'''

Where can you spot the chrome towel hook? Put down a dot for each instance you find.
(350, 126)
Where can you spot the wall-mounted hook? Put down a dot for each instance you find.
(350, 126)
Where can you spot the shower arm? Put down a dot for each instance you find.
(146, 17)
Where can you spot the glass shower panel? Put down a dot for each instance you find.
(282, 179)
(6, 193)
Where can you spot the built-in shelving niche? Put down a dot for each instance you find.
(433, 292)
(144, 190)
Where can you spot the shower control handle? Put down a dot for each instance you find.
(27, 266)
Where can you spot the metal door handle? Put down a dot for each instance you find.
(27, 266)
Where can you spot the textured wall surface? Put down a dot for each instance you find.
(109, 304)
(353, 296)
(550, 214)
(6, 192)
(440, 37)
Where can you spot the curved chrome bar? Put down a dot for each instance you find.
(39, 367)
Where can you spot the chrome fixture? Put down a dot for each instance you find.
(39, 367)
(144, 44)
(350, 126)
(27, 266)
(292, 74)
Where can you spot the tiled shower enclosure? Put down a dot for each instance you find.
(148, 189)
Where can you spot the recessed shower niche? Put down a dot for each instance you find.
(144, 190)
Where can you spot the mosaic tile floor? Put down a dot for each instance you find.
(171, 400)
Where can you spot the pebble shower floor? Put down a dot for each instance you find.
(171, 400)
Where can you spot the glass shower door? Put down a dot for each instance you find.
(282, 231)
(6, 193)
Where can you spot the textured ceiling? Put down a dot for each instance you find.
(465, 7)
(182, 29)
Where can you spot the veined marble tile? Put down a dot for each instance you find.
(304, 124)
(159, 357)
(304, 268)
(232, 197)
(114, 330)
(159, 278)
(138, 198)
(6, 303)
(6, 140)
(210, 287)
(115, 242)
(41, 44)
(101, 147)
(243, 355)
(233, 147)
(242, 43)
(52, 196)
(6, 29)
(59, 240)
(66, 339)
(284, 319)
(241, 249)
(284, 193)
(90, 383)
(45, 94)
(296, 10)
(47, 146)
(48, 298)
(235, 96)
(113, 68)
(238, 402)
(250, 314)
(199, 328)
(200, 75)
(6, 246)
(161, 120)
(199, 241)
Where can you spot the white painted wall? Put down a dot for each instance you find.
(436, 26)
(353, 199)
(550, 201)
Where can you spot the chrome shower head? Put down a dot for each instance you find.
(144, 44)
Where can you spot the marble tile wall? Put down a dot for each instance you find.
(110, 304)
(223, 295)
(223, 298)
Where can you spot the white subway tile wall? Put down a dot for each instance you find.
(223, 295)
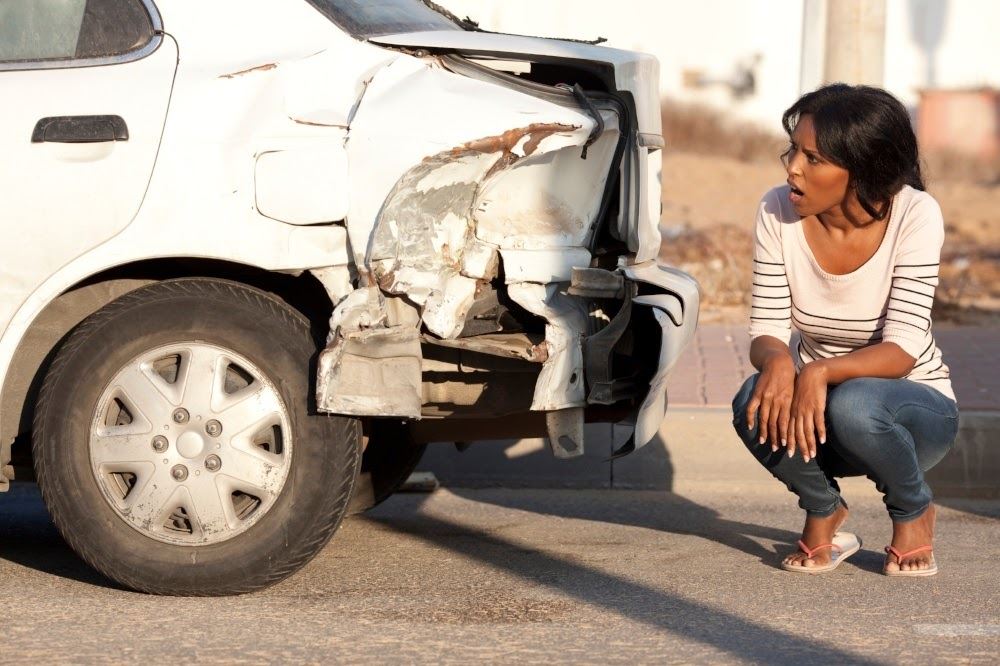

'''

## Stated problem:
Count the lines in the material above that contain the string "marble", treating uppercase and lowercase letters as different. Give only the number.

## Reply to the task:
2